WORK TASK —
Can you carry on the Suffolk Day article about growing up in Ipswich, picking up after its final sentence?

QUOTED PASSAGE —
================

Suffolk Day: Former Radio Orwell broadcaster Patrick Eade shares his fondest memories of his home county
PUBLISHED: 12:00 21 June 2017
Broadcaster Patrick Eade’s career has taken him around the world, but on Suffolk Day he says there’s still nowhere quite like his county.
Today is Suffolk Day. What an excellent way to mark midsummer solstice; 16 hrs 38 mins and 18 seconds of daylight in which to celebrate life in our county.
Packed with history, heritage and fine foods - we’ve got it all - from rural areas of outstanding natural beauty to 50 miles of heritage coastline.
Us “southern folk” have been around since the Angles arrived from northern Germany in the fifth century. Viking Danes decided to come over too.
There was an attempt by the Dutch to invade Felixstowe in 1667, but generally speaking Suffolk folk go about our business in an unfussy manner, taking on board what life throws at us.
Recently I hosted a number of quizzes, and included a round on the county. I hadn’t appreciated that Edward III granted Stowmarket charter status in 1347, Hadleigh Cricket Club, formed in 1779, pre-dates the home of cricket the MCC, or that Felixstowe Ferry Golf Club was once captained by a future Prime Minister Arthur Balfour.
Ipswich born, I’m proud to be a Suffolk boy. Our Eade family tree is traceable to the Sudbury area in the 1780s.
The names of my great uncles, Ben and William, are inscribed on the Great Eastern Railway War Memorial at Liverpool Street Station for the sacrifice they made for King and Country during the Great War.
Growing up in the 1950s, I remember a visible military presence in Ipswich; the Royal Anglian Regiment Drill Hall in Woodbridge Road, HMS Ganges Royal Navy cadets on a weekend visit, aircraft lining up to land at RAF Bentwaters, Wattisham or Woodbridge.
I was too young to fully absorb “The Swinging 60s” but will never forget that teatime roar on April 28, 1962, my seventh birthday. Managed by Alf Ramsey, unfancied Ipswich Town had won the football league, Crawford and Phillips having bagged 73 goals between them.
The following year The Beatles played at the Ipswich Gaumont as support to Roy Orbison - then a year later in their own right. There were the Mods and Rockers, and a large graffiti sign on Spring Road railway bridge – “Hands off Caroline.”
Pirate radio played a big part in our lives.

================

Natural-language descriptions of regions:
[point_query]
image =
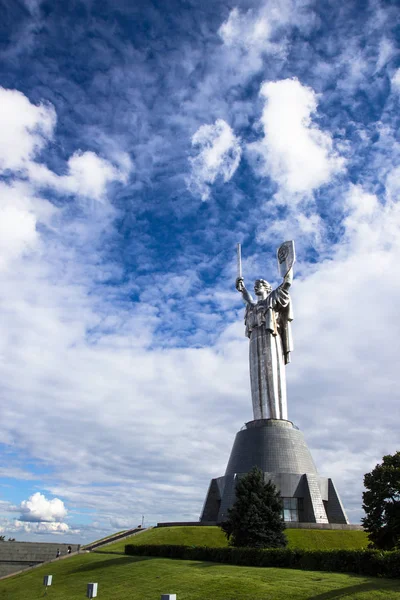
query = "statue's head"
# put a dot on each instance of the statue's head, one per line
(261, 286)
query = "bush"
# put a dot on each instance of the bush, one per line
(363, 562)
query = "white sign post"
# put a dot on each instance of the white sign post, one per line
(91, 590)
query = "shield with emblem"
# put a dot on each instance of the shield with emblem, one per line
(286, 256)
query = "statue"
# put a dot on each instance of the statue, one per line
(267, 322)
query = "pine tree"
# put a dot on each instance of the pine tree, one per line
(255, 519)
(381, 503)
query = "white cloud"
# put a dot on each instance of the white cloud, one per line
(88, 176)
(250, 36)
(249, 33)
(218, 155)
(17, 223)
(41, 528)
(396, 80)
(38, 508)
(297, 154)
(25, 129)
(386, 52)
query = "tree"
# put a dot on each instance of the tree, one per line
(381, 503)
(255, 519)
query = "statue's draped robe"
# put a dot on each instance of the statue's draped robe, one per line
(268, 327)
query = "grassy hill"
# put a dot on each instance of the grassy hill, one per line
(309, 539)
(122, 577)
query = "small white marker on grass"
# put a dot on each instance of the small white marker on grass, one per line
(91, 591)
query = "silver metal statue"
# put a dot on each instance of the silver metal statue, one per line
(267, 322)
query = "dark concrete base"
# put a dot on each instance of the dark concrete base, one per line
(278, 448)
(289, 525)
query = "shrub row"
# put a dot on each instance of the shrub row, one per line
(364, 562)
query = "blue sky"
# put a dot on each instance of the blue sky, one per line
(140, 142)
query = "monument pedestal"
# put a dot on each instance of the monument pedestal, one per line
(279, 449)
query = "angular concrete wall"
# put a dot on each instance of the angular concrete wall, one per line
(16, 556)
(279, 449)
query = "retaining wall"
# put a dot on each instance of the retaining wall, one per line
(16, 556)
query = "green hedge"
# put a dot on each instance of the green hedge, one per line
(364, 562)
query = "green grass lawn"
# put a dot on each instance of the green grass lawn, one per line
(124, 577)
(310, 539)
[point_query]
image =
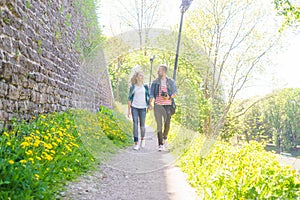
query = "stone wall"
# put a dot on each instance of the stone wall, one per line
(41, 68)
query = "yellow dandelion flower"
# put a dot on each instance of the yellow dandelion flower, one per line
(11, 162)
(46, 137)
(23, 161)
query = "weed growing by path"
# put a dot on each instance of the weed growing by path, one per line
(37, 158)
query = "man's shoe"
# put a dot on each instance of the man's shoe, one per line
(143, 143)
(160, 148)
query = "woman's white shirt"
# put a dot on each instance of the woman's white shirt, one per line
(139, 99)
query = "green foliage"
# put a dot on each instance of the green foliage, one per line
(247, 172)
(289, 11)
(37, 158)
(89, 44)
(275, 119)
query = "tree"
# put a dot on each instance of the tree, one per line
(289, 10)
(236, 37)
(140, 15)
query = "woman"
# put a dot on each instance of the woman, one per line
(138, 101)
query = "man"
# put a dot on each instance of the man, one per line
(162, 91)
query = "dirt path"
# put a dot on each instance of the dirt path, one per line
(135, 175)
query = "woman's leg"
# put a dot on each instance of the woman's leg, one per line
(135, 117)
(142, 117)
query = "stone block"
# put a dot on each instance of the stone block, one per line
(13, 93)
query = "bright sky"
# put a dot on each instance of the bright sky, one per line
(287, 71)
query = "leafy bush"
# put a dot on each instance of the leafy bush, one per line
(37, 158)
(247, 172)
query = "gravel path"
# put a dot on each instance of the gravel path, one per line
(145, 174)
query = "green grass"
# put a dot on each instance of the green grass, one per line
(247, 172)
(37, 158)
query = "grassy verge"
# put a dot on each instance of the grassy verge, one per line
(247, 172)
(37, 158)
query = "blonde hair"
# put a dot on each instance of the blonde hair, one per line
(133, 79)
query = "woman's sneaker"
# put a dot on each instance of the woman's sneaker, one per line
(166, 145)
(143, 143)
(136, 147)
(160, 148)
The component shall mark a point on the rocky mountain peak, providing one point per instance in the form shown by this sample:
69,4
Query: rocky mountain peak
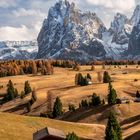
136,15
119,22
68,29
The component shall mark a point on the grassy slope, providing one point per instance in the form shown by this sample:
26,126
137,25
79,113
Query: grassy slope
15,127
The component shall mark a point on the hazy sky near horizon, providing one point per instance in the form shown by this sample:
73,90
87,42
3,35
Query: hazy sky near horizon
22,19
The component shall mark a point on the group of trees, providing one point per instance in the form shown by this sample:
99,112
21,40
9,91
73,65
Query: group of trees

================

RESPONSE BOX —
Perhaps it was this early influence that led me while still at school in Kesgrave to start up Hospital Radio Ipswich with five other enthusiasts in 1971, then joining Radio Orwell the day before it went on air in October 1975.
I remember telling dad - after a sigh, he said - “What about your pension, boy, you’ve got a good job with the Co-op, don’t throw it all away to be on the wireless.”
Aged 52, Dad had given up a career as an accountant with Ipswich Borough Council to be ordained and served as a parish priest in Bucklesham, Brightwell and Foxhall, then finally Combs.
He never owned a passport yet my brother, three sisters and I lived and worked around the world.
Mum would visit when possible, I think dad would have thought it amusing that my BFBS Forces radio career led me to meet good old Suffolk folk such as Laurie Butler – a butcher in the Falklands, members of the 1st and 2nd Bn The Royal Anglian Regiment in Bosnia and West Belfast, and an Ipswich based RLC Reserves unit on detachment at a base in Iraq.
The first time I called upon them, their Basra compound came under mortar attack but after dusting ourselves down, we all had a nice cup of tea before several interviews took place and requests gathered for loved ones. How very British!
Visitors might think that Suffolk folk are pretty laid back. I believe we are patient, hospitable with a keen sense of fun and duty.
Newcomers to our county have brought a rich mix of arts, music and culture.
Suffolk has much to celebrate; Let us roll out the St Edmund flags, raise a glass of something brewed locally and ponder awhile that our county is the home of horse racing, we’ve landscapes that inspired Constable and Gainsborough, Charles Dickens, Benjamin Britten and Ed Sheeran.
I hope that “Suffolk Day” becomes an annual event – to realise all that is good within our county and reinforce ways to improve the lot of those less fortunate than ourselves.
What matters is that we support each other and communities are drawn together.